Extend the text on gyromagnetic imaging with gold nanostars, starting right after its last sentence.

→ Text segment
━━━━━━━━━━━━━━━━━━━━

Colloidal gold nanoparticles are ideal contrast agents for biomedical optical imaging: they are chemically inert and have a long history of clinical use, and can be engineered into anisotropic forms with localized plasmon resonances in the NIR. This region is particularly favorable for the imaging of biological tissues, as shorter wavelengths (< 750 nm) are extinguished by hemoglobin or other endogenous pigments, and longer wavelengths (> 1,300 nm) are strongly attenuated by water.1 Several types of NIR-active Au nanoparticles are being investigated as contrast agents for various biomedical optical imaging modalities, including nanoshells,2,3 nanorods,4,5,6 and nanocages.7 The strong absorption cross sections of these anisotropic nanoparticles can be further employed to introduce localized photothermal effects, uniting optical imaging with potential therapeutic action.8,9,10 This theranostic aspect has emerged as an important paradigm within the nascent but rapidly growing field of nanomedicine.11,12
Plasmon-resonant nanoparticles have been widely used for resonant light scattering, which can be greater by orders of magnitude relative to objects of similar size.13 These can also be employed as contrast agents for imaging modalities based on differential scattering such as optical coherence tomography (OCT),3,5,7 but are challenged by structurally complex specimens with heterogeneous scattering profiles. A similar problem exists for darkfield reflectance microscopies; while single-particle scattering can be easily identified against a clean background, the detection of such particles embedded within a complex scattering environment is more challenging and requires additional mechanisms for signal enhancement, such as confocal imaging.14
Here we present a dynamic mode of optical contrast based on gyromagnetic imaging, in which Au nanostars with superparamagnetic cores are driven by a rotating magnetic field gradient to produce periodic variations in NIR scattering intensities. Magnetically responsive agents have been shown to modulate optical signals in a temporal fashion upon exposure to a moving field gradient.15, 16,17 Magnetomotive scattering contrast has been applied toward in vitro and in vivo OCT imaging, based on the axial displacement of colloidal magnetite particles using a linear field gradient and subsequent modulation in signal amplitude.17,18 Gyromagnetic imaging derives its contrast from rotational instead of translational motion, such that the signal modulation correlates directly with the frequency of magnetic field rotation to produce a characteristic periodic response (Figure 1). The frequency-modulated data can then be converted into Fourier-domain images with substantial noise reduction.19 This brings a unique advantage to optical imaging: scatterers with signals below acceptable detection limits for conventional time-domain imaging can be rapidly elucidated when subjected to gyromagnetic imaging conditions.

━━━━━━━━━━━━━━━━━━━━

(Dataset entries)
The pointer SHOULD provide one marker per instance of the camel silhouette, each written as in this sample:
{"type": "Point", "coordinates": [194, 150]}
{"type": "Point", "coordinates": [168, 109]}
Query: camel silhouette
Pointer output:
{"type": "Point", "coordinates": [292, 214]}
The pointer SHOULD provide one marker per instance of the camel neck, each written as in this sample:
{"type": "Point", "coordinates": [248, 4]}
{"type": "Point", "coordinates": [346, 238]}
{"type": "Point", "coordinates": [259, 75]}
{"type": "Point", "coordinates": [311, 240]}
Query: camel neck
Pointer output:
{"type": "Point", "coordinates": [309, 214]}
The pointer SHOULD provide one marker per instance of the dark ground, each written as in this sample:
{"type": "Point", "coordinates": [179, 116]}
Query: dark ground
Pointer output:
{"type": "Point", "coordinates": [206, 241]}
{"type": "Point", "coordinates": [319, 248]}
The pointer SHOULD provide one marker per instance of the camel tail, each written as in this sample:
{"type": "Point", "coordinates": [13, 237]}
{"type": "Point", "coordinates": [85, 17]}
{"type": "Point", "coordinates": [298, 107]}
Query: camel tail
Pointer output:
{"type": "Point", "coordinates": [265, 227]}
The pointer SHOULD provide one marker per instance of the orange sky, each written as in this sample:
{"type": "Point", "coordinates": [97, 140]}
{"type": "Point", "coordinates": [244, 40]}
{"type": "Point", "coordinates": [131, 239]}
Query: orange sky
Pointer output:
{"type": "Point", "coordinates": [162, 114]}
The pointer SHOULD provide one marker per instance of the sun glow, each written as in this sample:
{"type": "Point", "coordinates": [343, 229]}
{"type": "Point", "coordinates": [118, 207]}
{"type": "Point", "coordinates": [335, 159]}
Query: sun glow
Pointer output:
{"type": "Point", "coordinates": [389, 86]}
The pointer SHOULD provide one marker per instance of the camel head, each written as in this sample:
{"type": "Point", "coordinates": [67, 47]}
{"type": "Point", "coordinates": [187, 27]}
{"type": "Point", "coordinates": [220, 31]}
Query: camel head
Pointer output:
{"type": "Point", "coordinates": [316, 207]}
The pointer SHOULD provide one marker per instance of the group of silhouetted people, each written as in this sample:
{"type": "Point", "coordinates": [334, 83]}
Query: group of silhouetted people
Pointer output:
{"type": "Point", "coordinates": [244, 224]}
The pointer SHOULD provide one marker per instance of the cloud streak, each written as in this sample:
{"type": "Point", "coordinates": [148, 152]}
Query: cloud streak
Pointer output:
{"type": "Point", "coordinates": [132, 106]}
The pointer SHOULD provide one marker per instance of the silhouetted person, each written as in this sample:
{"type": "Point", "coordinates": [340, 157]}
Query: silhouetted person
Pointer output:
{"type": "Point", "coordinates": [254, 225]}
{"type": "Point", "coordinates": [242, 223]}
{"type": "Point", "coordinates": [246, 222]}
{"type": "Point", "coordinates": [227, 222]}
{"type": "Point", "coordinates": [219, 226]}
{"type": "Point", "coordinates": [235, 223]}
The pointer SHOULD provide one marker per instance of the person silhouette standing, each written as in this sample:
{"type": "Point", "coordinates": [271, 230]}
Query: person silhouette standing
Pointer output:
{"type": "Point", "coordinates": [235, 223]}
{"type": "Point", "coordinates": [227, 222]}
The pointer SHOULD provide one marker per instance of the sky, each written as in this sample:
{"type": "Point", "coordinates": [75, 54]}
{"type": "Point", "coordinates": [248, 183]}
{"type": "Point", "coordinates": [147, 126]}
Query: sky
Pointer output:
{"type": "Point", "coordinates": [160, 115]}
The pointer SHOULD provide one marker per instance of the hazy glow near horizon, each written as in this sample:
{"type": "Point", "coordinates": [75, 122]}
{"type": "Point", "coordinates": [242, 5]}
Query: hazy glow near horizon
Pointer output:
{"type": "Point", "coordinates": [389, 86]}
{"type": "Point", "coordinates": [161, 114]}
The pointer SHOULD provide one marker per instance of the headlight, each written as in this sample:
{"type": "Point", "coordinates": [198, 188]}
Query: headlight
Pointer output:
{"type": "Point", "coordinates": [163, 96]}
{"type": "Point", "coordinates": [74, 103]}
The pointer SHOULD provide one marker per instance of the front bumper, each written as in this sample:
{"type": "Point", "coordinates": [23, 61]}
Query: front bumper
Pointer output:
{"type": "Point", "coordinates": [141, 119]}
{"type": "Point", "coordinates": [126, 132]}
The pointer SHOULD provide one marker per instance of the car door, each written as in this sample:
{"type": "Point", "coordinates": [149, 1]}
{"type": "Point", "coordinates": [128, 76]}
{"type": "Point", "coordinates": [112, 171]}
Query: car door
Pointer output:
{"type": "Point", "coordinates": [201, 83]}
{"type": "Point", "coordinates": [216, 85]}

━━━━━━━━━━━━━━━━━━━━

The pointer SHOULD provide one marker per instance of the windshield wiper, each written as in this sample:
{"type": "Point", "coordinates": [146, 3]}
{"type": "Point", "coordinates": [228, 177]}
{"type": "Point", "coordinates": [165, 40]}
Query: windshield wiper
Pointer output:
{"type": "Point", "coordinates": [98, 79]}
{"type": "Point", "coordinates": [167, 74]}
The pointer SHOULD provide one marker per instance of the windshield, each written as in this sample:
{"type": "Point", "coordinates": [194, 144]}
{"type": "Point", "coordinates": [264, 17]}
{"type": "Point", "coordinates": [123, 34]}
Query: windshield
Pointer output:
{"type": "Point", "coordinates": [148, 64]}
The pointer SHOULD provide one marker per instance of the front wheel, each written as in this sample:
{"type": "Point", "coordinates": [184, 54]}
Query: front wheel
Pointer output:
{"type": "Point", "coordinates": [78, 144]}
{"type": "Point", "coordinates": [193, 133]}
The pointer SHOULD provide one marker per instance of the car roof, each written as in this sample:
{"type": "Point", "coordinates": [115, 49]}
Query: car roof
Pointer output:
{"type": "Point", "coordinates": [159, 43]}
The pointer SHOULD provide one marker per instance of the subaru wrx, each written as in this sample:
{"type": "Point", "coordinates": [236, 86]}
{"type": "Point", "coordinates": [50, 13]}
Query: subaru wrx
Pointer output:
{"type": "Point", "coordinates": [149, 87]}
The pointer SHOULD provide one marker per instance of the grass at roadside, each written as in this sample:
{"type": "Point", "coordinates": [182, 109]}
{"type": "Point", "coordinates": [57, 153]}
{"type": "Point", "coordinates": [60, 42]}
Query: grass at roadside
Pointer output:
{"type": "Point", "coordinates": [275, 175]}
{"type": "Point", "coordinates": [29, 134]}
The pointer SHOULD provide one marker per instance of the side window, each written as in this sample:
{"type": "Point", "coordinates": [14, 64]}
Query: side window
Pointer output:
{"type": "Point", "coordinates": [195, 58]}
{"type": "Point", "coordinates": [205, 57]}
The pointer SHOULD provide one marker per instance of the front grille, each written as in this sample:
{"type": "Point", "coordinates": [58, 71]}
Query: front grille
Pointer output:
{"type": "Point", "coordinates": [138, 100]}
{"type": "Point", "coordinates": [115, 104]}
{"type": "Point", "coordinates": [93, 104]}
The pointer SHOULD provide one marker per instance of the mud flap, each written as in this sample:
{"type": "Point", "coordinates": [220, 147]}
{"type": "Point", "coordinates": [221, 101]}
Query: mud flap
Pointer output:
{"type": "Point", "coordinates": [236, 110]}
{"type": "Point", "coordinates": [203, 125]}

━━━━━━━━━━━━━━━━━━━━

→ Answer to this task
Fe3 O4 nanoparticles (12.8 ± 0.9 nm) were prepared using the procedure described by Sun and coworkers.20 Core–shell Au@Fe3O4 nanoparticles (15.4 ± 1.3 nm) were prepared according to the procedure described by Wang et al,21 then applied toward the seeded growth of gold nanostars using conditions similar to that described by Nehl et al.22 In a typical synthesis, a freshly prepared dispersion of core–shell Au@Fe3O4 nanoparticles in octyl ether (1.5 mL) was diluted with hexane (2 mL), precipitated by addition of EtOH (5 mL), then filtered and dried in air. The particles (2 mg) were redispersed in 0.5 mL of an aqueous 2.5 mM sodium citrate solution and sonicated for 20 minutes to produce a dark brown suspension. A portion of this seed solution (0.25 mL) was injected into a freshly prepared growth solution prepared from 0.2 M cetyltrimethylammonium bromide (CTAB, 5 mL), 4 mM AgNO3 (0.9 mL), 7.8 mM HAuCl4 (5 mL), and 0.078 mM ascorbic acid (0.3 mL). The reaction mixture was agitated with a vortex mixer and allowed to stand for 15 minutes, resulting in the formation of an iridescent blue solution. The magnetically responsive nanostars exhibited broad extinction bands centered between 800–900 nm, in accord with the distribution of radial plasmon resonances identified within the population of nanostars.22
Nanostars were cleansed of excess surfactant by treatment and partial exchange with 70-kDa sodium polystyrenesulfonate, which has recently been shown to be an effective detergent for removing CTAB from Au nanorods.23 The nanostar dispersions were washed several times with chloroform, and could be functionalized with oligoethyleneglycol-conjugated folic acid derivatives by in situ dithiocarbamate formation, followed by membrane dialysis (MWCO 6000–8000) for 2 h according to a previously described procedure.9,11 Inductively-coupled plasma mass spectrometry (ICP-MS) of folate-functionalized nanostars indicates an Au and Fe content of 547 μg/mL and 14.9 μg/mL, respectively, for a solution at O.D. 1 (λmax > 800 nm).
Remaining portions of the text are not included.